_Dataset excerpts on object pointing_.
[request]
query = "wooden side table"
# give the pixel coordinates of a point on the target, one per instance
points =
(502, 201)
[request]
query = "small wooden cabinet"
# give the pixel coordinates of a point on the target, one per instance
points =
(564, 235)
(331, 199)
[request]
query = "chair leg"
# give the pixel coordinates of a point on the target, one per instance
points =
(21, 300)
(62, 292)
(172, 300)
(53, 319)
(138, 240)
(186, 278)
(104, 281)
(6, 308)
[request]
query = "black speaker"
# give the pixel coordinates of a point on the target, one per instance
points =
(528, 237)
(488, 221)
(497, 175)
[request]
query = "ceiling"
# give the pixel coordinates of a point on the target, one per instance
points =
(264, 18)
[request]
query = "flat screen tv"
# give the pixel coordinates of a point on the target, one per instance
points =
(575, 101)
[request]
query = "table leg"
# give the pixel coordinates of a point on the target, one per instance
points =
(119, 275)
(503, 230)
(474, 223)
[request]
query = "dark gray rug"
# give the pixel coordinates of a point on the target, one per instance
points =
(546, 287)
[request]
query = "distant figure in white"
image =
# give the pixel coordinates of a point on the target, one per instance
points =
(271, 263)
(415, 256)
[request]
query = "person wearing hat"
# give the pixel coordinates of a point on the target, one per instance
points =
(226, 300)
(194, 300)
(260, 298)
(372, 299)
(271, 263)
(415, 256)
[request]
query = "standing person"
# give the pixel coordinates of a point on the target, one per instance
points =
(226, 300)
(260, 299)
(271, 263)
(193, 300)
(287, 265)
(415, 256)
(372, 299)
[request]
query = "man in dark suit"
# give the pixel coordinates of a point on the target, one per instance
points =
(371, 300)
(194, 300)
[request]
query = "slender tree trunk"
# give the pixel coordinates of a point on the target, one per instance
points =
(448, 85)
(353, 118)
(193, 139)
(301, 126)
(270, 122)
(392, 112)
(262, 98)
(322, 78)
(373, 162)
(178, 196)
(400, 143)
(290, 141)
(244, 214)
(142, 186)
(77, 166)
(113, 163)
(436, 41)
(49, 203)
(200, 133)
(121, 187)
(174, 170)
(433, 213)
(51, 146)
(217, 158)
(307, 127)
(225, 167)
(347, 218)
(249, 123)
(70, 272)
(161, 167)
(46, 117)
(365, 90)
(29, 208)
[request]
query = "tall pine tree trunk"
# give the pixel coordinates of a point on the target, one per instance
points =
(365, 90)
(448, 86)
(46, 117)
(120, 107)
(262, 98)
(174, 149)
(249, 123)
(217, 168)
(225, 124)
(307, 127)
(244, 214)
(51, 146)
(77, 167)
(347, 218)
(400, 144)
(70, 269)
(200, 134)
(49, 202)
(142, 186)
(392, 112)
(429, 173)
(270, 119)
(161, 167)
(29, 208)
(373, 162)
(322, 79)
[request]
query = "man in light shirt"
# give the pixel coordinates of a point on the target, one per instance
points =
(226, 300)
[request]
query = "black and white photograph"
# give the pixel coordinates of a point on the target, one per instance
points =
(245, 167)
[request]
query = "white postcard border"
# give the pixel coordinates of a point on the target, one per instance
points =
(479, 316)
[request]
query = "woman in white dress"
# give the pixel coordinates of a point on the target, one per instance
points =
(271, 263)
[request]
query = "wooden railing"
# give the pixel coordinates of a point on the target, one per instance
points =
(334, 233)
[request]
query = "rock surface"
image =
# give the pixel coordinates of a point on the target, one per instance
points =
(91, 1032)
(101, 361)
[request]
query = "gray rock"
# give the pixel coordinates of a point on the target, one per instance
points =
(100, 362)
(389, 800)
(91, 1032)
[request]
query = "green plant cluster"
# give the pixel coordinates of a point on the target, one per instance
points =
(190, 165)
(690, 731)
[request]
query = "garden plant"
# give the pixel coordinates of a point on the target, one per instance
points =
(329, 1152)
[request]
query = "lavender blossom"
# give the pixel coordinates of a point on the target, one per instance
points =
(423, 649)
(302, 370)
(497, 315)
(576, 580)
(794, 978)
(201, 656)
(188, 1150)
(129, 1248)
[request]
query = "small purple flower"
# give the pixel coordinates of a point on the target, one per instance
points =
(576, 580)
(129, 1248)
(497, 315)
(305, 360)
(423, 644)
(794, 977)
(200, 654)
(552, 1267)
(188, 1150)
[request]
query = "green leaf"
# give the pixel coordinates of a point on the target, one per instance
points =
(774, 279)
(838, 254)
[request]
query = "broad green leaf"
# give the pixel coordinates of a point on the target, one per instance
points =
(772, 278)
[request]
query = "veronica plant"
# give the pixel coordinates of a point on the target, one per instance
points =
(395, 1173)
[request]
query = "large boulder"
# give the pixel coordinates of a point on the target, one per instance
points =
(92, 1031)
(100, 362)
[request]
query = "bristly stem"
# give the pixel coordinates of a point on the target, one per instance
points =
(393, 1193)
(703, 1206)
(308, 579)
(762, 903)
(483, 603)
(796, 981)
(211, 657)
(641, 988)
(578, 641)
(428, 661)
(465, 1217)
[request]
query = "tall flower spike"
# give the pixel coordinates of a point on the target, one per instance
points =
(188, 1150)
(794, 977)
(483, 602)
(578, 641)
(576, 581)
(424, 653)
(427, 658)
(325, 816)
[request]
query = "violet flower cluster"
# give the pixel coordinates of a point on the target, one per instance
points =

_PROBLEM DETAILS_. Write out every record, exactly as written.

_SOLUTION TO THIS TASK_.
[request]
query = "wooden side table"
# give the pixel coordinates of a point on the target, one per instance
points =
(502, 201)
[request]
query = "small wooden cabinet"
# give the pixel coordinates of a point on the target, one per instance
points =
(564, 235)
(331, 199)
[request]
query = "chair leg"
# give the pixel coordinates of a point on the target, one per instance
points =
(21, 300)
(62, 292)
(172, 300)
(53, 319)
(138, 240)
(186, 278)
(104, 281)
(6, 308)
[request]
query = "black speaker"
# give the pixel coordinates of a point on the target, one per instance
points =
(528, 237)
(488, 221)
(497, 175)
[request]
query = "ceiling"
# give the pixel coordinates of a point on the target, one per instance
points =
(264, 18)
[request]
query = "flat screen tv"
# give the pixel coordinates of a point on the target, one per instance
points =
(575, 101)
[request]
query = "table leg"
# give the pixel coordinates of a point on the target, one per instance
points =
(119, 275)
(503, 230)
(474, 223)
[request]
query = "dark gray rug"
# give the pixel coordinates of a point on the target, one per instance
points =
(546, 287)
[request]
query = "distant figure in white"
image =
# give the pixel coordinates of a point on the target, one per instance
points =
(271, 263)
(415, 256)
[request]
query = "person wearing hat"
# give the pixel coordinates of a point on the target, one per instance
points =
(226, 300)
(194, 300)
(260, 298)
(372, 299)
(271, 263)
(415, 256)
[request]
query = "standing person"
# give the pixel coordinates of a point on the target, one per instance
points =
(226, 300)
(260, 299)
(271, 263)
(193, 300)
(287, 265)
(415, 256)
(372, 299)
[request]
query = "man in dark suit"
# give the pixel coordinates of a point on the target, one per instance
points =
(371, 300)
(194, 300)
[request]
query = "slender tree trunk"
# give the pixel coordinates of a point on the target, one per instance
points =
(448, 85)
(353, 118)
(193, 139)
(301, 126)
(270, 122)
(392, 112)
(262, 98)
(322, 78)
(373, 162)
(178, 196)
(400, 143)
(290, 141)
(244, 214)
(142, 186)
(77, 166)
(113, 163)
(436, 41)
(49, 203)
(200, 133)
(121, 187)
(174, 170)
(433, 213)
(51, 146)
(217, 158)
(307, 127)
(225, 167)
(347, 218)
(249, 123)
(70, 272)
(161, 167)
(46, 117)
(365, 90)
(29, 208)
[request]
query = "tall pine tree trunk"
# give the pixel coordinates of a point on the target, one per instance
points =
(365, 90)
(448, 86)
(46, 117)
(120, 107)
(262, 98)
(174, 149)
(249, 123)
(217, 168)
(225, 124)
(307, 127)
(244, 214)
(51, 146)
(77, 167)
(347, 218)
(400, 144)
(70, 269)
(200, 134)
(49, 202)
(142, 186)
(392, 112)
(429, 173)
(270, 119)
(161, 167)
(29, 208)
(373, 162)
(322, 79)
[request]
query = "man in light shirt"
# give the pixel coordinates of a point on the target, one per instance
points =
(226, 300)
[request]
query = "black and white photograph"
# give the pixel coordinates of a point on the target, one per instance
points =
(245, 167)
[request]
query = "white postcard border"
# give the pixel coordinates of a point on the target, one per instance
points =
(479, 316)
[request]
query = "woman in white dress"
# give the pixel coordinates of a point on the target, one per instance
points =
(271, 263)
[request]
query = "wooden railing"
# give the pixel coordinates of a point on the target, one per instance
points =
(334, 233)
[request]
query = "rock surface"
image =
# give the pixel coordinates of a point on the target, one per instance
points =
(91, 1032)
(101, 361)
[request]
query = "gray rock"
# give the pixel coordinates of a point on the target, one per instance
points =
(100, 362)
(389, 800)
(91, 1032)
[request]
query = "green plant cluster"
# give the pixel coordinates of a point on the target, one per instance
points =
(190, 165)
(690, 731)
[request]
query = "garden plant"
# give the pixel coordinates of a point on the target, one per instance
points =
(329, 1152)
[request]
query = "lavender blossom"
# give the pixel coordinates of a point on the target, one per instance
points =
(423, 649)
(302, 370)
(497, 315)
(576, 580)
(794, 978)
(201, 656)
(188, 1150)
(129, 1248)
[request]
query = "small purple flower"
# give the pixel coordinates of a point on the target, one per instance
points =
(576, 580)
(129, 1248)
(497, 315)
(305, 360)
(423, 644)
(794, 977)
(200, 654)
(552, 1267)
(188, 1150)
[request]
query = "green leaf"
# give the pixel coordinates of a point on the target, one per instance
points =
(774, 279)
(838, 254)
[request]
query = "broad green leaf"
# give the pixel coordinates of a point on the target, one per instance
points =
(772, 278)
[request]
query = "veronica plant"
# give the pixel coordinates of a point on the target, one per instance
points =
(395, 1173)
[request]
query = "large boulder"
# give the pixel coordinates of a point on the target, one per instance
points =
(92, 1031)
(100, 362)
[request]
query = "bristly stem"
# give the pixel coordinates of a point on the target, one per instance
points =
(393, 1193)
(703, 1206)
(308, 579)
(762, 903)
(483, 603)
(796, 981)
(211, 657)
(641, 988)
(578, 641)
(428, 661)
(465, 1217)
[request]
query = "tall flower spike"
# give the pixel coordinates of a point on the target, one per instance
points =
(188, 1150)
(794, 977)
(483, 602)
(578, 641)
(576, 581)
(424, 653)
(427, 658)
(325, 816)
[request]
query = "violet flower cluster"
# give the pixel coordinates of a point on the target, one per instance
points =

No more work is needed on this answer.